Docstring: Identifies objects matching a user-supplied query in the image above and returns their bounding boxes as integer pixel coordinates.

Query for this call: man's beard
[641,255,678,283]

──────────────────────────────

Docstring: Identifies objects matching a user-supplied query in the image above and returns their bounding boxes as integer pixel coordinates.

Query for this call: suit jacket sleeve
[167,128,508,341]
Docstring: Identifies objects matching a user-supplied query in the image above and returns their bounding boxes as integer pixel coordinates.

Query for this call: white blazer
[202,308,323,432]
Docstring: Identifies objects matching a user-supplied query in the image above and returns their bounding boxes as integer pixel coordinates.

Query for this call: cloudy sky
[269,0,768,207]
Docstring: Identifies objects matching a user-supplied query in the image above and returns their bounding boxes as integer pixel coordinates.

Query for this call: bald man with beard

──────────────────────────────

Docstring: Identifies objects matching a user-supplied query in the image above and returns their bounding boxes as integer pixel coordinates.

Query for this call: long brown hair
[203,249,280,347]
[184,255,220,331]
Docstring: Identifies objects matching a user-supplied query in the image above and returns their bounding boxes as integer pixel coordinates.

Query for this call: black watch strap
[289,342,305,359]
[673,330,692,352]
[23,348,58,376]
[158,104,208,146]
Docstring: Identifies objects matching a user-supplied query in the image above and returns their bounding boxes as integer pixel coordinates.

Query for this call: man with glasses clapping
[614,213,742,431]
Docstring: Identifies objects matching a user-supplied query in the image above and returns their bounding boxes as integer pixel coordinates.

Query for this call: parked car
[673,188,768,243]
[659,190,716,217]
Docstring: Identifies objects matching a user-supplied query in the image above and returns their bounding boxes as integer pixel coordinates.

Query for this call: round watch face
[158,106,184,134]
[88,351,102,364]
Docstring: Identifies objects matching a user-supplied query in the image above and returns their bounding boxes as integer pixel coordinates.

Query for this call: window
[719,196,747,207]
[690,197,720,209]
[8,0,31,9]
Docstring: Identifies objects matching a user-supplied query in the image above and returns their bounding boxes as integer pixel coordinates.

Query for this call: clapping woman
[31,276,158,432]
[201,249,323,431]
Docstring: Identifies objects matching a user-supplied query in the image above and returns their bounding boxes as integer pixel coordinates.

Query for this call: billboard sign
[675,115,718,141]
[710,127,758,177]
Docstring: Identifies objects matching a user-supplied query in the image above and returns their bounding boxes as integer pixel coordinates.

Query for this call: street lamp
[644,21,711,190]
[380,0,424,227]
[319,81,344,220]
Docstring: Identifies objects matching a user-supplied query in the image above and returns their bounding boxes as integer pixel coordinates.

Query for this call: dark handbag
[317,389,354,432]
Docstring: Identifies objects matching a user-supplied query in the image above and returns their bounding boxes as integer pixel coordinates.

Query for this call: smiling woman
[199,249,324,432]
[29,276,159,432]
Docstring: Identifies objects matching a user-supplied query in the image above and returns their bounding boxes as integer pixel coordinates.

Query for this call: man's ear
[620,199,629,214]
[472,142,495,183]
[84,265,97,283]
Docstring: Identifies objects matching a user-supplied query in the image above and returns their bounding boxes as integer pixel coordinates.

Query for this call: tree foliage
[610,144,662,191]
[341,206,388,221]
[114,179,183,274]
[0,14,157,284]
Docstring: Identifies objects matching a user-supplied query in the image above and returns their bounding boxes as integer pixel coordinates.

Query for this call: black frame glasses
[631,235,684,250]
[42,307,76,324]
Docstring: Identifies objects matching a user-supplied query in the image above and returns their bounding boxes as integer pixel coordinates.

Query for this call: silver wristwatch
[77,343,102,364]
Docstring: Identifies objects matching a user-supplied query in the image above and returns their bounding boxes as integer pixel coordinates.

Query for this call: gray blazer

──────────────────────────────

Please give back exactly the lines of this listing beginning at the line with "Query for this call: cloudy sky" and ending with the line with "Query for this call: bald man with beard", both included, and nothing else.

Query for this call: cloudy sky
[269,0,768,207]
Docstring: Identifies objects matching a user-supplied query in the image above and returns their bounding boxes as integer pixel coordinates.

Query for this call: bald man with beard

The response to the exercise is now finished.